§ Exercícios:
**1.** No texto sobre o lago de Coruputuba, reescreva o trecho que começa nas palavras "Beira do lago" e termina depois de "cara de bobo.". Troque "curiango" por "bacurau".
**2.** Responda, por favor, com base no texto sobre o lago de Coruputuba:
(a) Em que ano foi obtida a foto do lago?
(b) Entre os troncos de que árvore o curiango se arrasta?
(c) Onde a capivara foi aparecer depois de mergulhar?
**3.** Escreva a parte seguinte do texto sobre o lago de Coruputuba, começando logo após a última frase apresentada.

──────── Texto fornecido ────────

O LAGO DE CORUPUTUBA

A foto acima obtive em 1967 com a minha antiga Bieka. É o lago da Fazenda Coruputuba, em Pindamonhangaba.

terça-feira, 21 de junho de 2011

Beira do lago


 O curiango é bobo, pensa que eu acredito que ele está machucado, sai arrastando a asa, piando. Coitado, quer que eu vá atrás dele, quer que eu pense que dá para pegá-lo enquanto ele se arrasta entre os troncos de eucalipto. Eu sei que ele está pensando no seu ninho, preocupado, tem medo de que eu pise nos seus ovinhos e fica fingindo que está machucado, que é uma presa fácil. Bem capaz! Se eu fosse um cão eu acreditava nele e ia querer pegá-lo, ele me levando cada vez para mais longe, até que de repente ele ia “sarar” e sair voando seu vôo de asas moles, deixando o cachorro com cara de bobo.
Mas quem se assustou comigo de verdade foi a capivara saindo da água do lago. Eu ali sentado, desempenhando meu papel de poeta, contemplando as águas, vendo as garças chegando para dormir na ilha... Então um latido no lago. Era a capivara pondo a cabeça para fora. E veio vindo, nadando. Chegou nos aguapés da beirada, saiu, água pingando dos bigodes, subiu na terra firme, vinha pela picada. Deu de cara comigo! Parou. Não saiu em disparada não, que ela tem a sua dignidade. Recuou, entrou de novo no lago e mergulhou! Sumiu! Foi aparecer lá no meio do lago, quase caminho da ilha.
A ilha barulhenta. Roncos dos pássaros todos. Garças e biguás, socós e seus parentes todos. E todos fazendo ninho nas árvores da ilha...  Ah! Mas lindo mesmo é ver a chegada.

──────── Dados fornecidos ────────

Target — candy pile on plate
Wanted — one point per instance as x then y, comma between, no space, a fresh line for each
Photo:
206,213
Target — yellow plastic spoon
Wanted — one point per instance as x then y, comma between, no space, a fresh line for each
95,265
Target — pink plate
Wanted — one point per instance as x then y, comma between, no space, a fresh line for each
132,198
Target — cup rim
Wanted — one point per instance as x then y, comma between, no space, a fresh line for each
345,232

────────
──────── Dados fornecidos ────────

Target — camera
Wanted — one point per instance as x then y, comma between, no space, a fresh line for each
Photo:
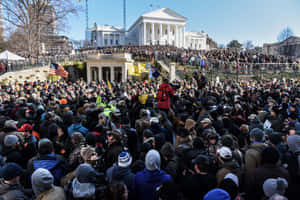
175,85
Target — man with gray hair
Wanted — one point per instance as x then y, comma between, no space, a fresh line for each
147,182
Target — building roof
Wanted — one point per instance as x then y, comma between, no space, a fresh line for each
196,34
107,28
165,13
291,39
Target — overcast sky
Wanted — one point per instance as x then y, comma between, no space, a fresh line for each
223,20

────────

§ Respostas:
**1.**
Beira do lago


 O bacurau é bobo, pensa que eu acredito que ele está machucado, sai arrastando a asa, piando. Coitado, quer que eu vá atrás dele, quer que eu pense que dá para pegá-lo enquanto ele se arrasta entre os troncos de eucalipto. Eu sei que ele está pensando no seu ninho, preocupado, tem medo de que eu pise nos seus ovinhos e fica fingindo que está machucado, que é uma presa fácil. Bem capaz! Se eu fosse um cão eu acreditava nele e ia querer pegá-lo, ele me levando cada vez para mais longe, até que de repente ele ia “sarar” e sair voando seu vôo de asas moles, deixando o cachorro com cara de bobo.

**2.**
(a) Em 1967.
(b) De eucalipto.
(c) Lá no meio do lago, quase caminho da ilha.

**3.**
Meia hora antes de escurecer, as garças abandonam a companhia dos bois, em todos os pastos do município. Lá do Borba, lá do Pinhão, do Goiabal, elas de repente se despedem dos bois e vacas, tomam um breve impulso, abrem as asas, ganham altura e vêm! Lá do Mandu, lá do Maçaim: até amanhã boizinhos!
Lá dos arrozais do Campo de Pesquisas, lá das plantações da Cruz Pequena, onde fisgaram rãzinhas e lambaris o dia todo... lá de longe elas surgem.
E vêm! Vêm nos vôos mais variados e interessantes. Umas em grandes grupos. Outras em turminhas de quatro ou cinco. De repente, uma vem sozinha. Algumas preferem os caminhos mais elevados, só baixam quase sobre a ilha, num mergulho e numa curva. Então espalmam as asas para a frente, baixam a cauda, erguem os pés e pousam nas árvores da ilha. E ficam lá, ralhando umas com as outras. Algumas gostam de voar os últimos quilômetros só em rasante. Sobre o lago passam como flechas quase à flor da água.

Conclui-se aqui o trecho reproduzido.